**Passage shown**
# Empty thread spools



## vickiesmom (Feb 25, 2005)

Hey there! I have a craft idea, and I could really use some empty thread spools. If you have some please email me.


----------



## AngieM2 (May 10, 2002)

Vicki
what type of thread spools?

plastic ones that resemble the older wooden ones?
the cones 
the long tubes that Meltrosen and Sulky types come on.

Explain what you are looking for, that way others can help you better.

Angie


----------



## Maura (Jun 6, 2004)

What are you going to do with them? Not that I don't trust your intentions, I'm just curios.


----------



## threadneedle (Nov 14, 2006)

How many do you need?!? I have a sackful of everything from 1970-ish plastic spools to current metrosene type. Let us know what you need.


----------



## Ardie/WI (May 10, 2002)

I had to laugh at myself. Many years ago, I read something interesting to do with spools so I started saving them. 

The other day, I found my cache of them. The only problem is that I've forgotten what I wanted to do with them. Oy vey.


----------



## Maura (Jun 6, 2004)

You can make little dolls with them. You can make a baby mobile too.

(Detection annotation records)
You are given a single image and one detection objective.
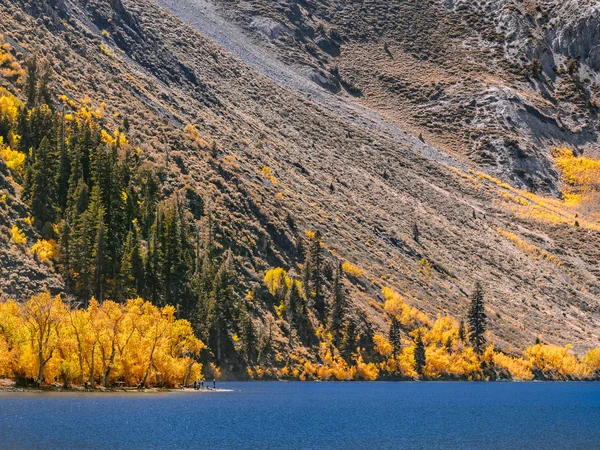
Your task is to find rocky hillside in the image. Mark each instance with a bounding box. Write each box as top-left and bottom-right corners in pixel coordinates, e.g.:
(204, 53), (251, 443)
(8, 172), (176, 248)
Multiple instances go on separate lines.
(0, 0), (600, 362)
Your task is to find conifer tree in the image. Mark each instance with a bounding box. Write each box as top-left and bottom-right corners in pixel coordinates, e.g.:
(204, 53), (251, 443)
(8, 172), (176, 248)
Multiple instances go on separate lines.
(339, 318), (358, 362)
(469, 282), (487, 355)
(305, 231), (325, 321)
(329, 261), (346, 347)
(240, 302), (256, 365)
(56, 110), (71, 212)
(285, 279), (302, 347)
(92, 205), (109, 302)
(210, 252), (234, 362)
(29, 138), (56, 230)
(414, 330), (427, 377)
(389, 316), (402, 358)
(25, 54), (38, 108)
(118, 229), (144, 300)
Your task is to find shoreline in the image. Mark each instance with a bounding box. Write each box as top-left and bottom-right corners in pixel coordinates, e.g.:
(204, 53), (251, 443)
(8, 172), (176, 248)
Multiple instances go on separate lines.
(0, 380), (232, 394)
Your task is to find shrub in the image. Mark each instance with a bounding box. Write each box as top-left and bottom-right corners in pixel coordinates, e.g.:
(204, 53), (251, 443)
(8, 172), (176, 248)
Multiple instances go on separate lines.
(342, 262), (364, 278)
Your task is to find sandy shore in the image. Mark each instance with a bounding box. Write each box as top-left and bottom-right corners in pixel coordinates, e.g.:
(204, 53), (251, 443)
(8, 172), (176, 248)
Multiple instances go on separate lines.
(0, 380), (232, 394)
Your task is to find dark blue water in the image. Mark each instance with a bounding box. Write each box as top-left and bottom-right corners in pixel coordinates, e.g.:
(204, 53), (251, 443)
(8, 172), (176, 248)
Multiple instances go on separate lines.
(0, 382), (600, 449)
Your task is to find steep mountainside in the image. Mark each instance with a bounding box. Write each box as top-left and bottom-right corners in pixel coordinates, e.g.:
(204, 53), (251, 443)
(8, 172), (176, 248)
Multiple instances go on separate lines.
(198, 0), (600, 194)
(0, 0), (600, 364)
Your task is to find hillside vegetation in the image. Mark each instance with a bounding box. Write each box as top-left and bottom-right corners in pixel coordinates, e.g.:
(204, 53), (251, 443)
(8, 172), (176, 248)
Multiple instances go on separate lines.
(0, 0), (600, 386)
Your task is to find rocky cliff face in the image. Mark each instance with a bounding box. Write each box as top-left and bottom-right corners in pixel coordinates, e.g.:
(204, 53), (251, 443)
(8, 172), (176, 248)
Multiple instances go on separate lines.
(203, 0), (599, 195)
(0, 0), (600, 349)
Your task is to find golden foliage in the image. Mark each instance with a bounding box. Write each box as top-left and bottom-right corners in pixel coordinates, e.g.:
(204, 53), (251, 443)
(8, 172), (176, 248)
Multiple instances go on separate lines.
(493, 352), (533, 381)
(101, 130), (129, 148)
(31, 239), (57, 262)
(0, 142), (25, 177)
(260, 167), (277, 186)
(0, 88), (25, 125)
(525, 344), (588, 380)
(554, 148), (600, 192)
(0, 293), (204, 387)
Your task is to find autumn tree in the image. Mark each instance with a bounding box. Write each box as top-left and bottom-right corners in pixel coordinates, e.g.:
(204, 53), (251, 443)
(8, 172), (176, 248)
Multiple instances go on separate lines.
(23, 292), (64, 385)
(468, 282), (487, 355)
(389, 316), (402, 358)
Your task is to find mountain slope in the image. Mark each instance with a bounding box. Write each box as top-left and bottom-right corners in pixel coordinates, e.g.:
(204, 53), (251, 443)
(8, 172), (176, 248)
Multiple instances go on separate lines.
(0, 0), (600, 362)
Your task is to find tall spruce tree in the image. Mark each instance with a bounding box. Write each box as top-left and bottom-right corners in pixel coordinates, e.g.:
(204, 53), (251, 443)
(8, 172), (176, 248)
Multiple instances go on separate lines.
(29, 138), (57, 232)
(285, 279), (302, 348)
(340, 318), (358, 362)
(240, 302), (256, 365)
(305, 231), (326, 321)
(329, 261), (346, 348)
(469, 282), (487, 355)
(210, 252), (234, 362)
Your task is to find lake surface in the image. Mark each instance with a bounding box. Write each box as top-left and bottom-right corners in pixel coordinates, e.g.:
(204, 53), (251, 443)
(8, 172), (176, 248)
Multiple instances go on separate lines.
(0, 382), (600, 450)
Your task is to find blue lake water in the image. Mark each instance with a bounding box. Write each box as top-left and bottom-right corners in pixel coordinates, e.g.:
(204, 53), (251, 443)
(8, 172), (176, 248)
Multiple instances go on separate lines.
(0, 382), (600, 449)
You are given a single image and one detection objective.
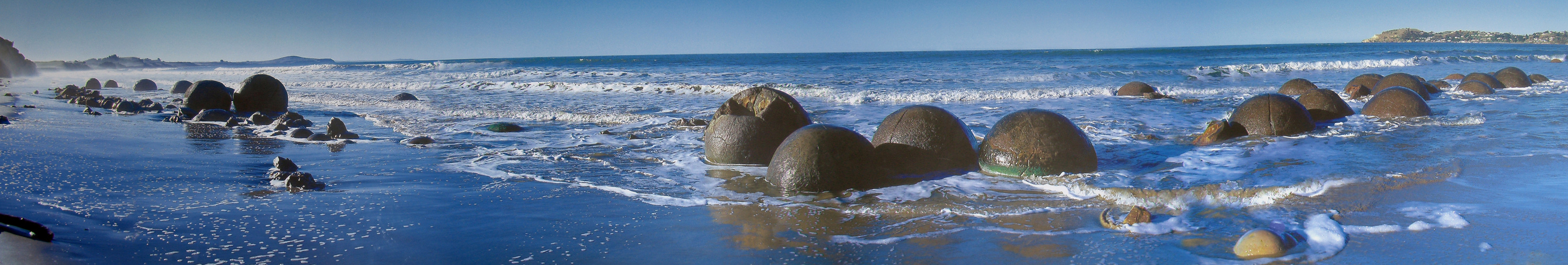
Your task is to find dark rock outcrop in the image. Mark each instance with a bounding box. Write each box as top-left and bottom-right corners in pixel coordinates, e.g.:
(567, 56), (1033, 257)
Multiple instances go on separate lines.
(234, 74), (288, 113)
(979, 108), (1099, 177)
(767, 124), (884, 193)
(130, 78), (158, 91)
(872, 105), (979, 180)
(392, 93), (419, 100)
(1361, 86), (1432, 118)
(1116, 82), (1154, 97)
(1231, 94), (1317, 135)
(1295, 90), (1356, 122)
(1280, 78), (1317, 95)
(185, 80), (234, 110)
(702, 86), (811, 165)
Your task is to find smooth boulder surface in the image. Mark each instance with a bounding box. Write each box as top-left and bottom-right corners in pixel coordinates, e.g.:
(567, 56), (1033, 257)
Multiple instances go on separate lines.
(1280, 78), (1317, 95)
(130, 78), (158, 91)
(1372, 72), (1432, 100)
(1116, 82), (1154, 97)
(872, 105), (979, 179)
(1295, 90), (1356, 122)
(1460, 82), (1497, 94)
(234, 74), (288, 113)
(767, 124), (883, 193)
(979, 108), (1099, 177)
(1493, 66), (1530, 88)
(169, 80), (195, 94)
(1361, 86), (1432, 118)
(1460, 72), (1509, 90)
(702, 86), (811, 165)
(196, 108), (234, 122)
(1231, 94), (1316, 135)
(185, 80), (234, 110)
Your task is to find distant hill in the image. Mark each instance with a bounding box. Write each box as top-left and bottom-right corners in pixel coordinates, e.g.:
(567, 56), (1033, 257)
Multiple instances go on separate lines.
(1361, 28), (1568, 44)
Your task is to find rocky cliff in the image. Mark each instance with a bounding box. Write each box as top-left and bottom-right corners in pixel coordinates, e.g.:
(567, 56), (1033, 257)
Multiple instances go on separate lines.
(0, 38), (38, 77)
(1361, 28), (1568, 44)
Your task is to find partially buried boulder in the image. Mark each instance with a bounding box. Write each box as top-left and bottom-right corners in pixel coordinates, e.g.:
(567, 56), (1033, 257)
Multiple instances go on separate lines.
(1361, 86), (1432, 118)
(1372, 72), (1432, 100)
(702, 86), (811, 165)
(169, 80), (193, 94)
(1116, 82), (1154, 97)
(185, 80), (234, 110)
(872, 105), (979, 180)
(130, 78), (158, 91)
(1280, 78), (1317, 95)
(1295, 90), (1356, 122)
(767, 124), (884, 193)
(234, 74), (288, 113)
(979, 108), (1099, 177)
(1460, 82), (1497, 94)
(1460, 72), (1507, 88)
(1494, 66), (1530, 88)
(392, 93), (419, 100)
(1231, 94), (1317, 135)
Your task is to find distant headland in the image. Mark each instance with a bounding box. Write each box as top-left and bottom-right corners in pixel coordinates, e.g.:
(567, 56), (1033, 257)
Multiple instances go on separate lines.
(1361, 28), (1568, 44)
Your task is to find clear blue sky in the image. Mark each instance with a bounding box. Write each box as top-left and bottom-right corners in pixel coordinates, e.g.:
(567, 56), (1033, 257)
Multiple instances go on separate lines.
(0, 0), (1568, 61)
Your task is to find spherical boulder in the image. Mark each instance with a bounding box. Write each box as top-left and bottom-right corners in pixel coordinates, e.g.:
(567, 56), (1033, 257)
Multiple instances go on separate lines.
(169, 80), (195, 94)
(1460, 72), (1509, 90)
(767, 124), (884, 193)
(1373, 72), (1432, 100)
(872, 105), (979, 180)
(1295, 90), (1356, 122)
(980, 108), (1099, 177)
(1460, 82), (1497, 94)
(195, 108), (234, 122)
(234, 74), (288, 113)
(185, 80), (234, 110)
(1116, 82), (1154, 97)
(702, 86), (811, 165)
(130, 78), (158, 91)
(1361, 86), (1432, 118)
(1494, 66), (1530, 88)
(1280, 78), (1317, 95)
(1231, 94), (1317, 135)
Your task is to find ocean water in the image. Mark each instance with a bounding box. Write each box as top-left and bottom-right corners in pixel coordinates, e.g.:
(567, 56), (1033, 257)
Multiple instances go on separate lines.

**Your tasks**
**a)** From the thread about empty thread spools, copy the text from "## AngieM2 (May" to "help you better.".
**b)** In the thread about empty thread spools, what two things does Maura say can be made with spools?
**c)** Write the next part of the thread about empty thread spools, picking up after its final post.

**Responses**
**a)**
## AngieM2 (May 10, 2002)

Vicki
what type of thread spools?

plastic ones that resemble the older wooden ones?
the cones 
the long tubes that Meltrosen and Sulky types come on.

Explain what you are looking for, that way others can help you better.

**b)** Little dolls and a baby mobile.

**c)**
----------



## homebody (Jan 24, 2005)

I am looking for several dozen of the empty long tubes, like metrosene or gutterman type. Need for rewinding from serger spool; for the 2 serger needles. Keeps me from having to buy so many cones of Maxi-lock. Thanks.


----------



## Ann-NWIowa (Sep 28, 2002)

I have strung them on a shoe string and used them as a baby toy. The sack of spools would probably make interesting building blocks for a creative child. I had a crafts book that used spools to make doll furniture. 

The knob on my dehydrator is an old wooden spool glued to the plywood door. 

I have a knicknack shelf my grandmother made from wooden spools. Somehow I don't think it would survive the translation to plastic spools!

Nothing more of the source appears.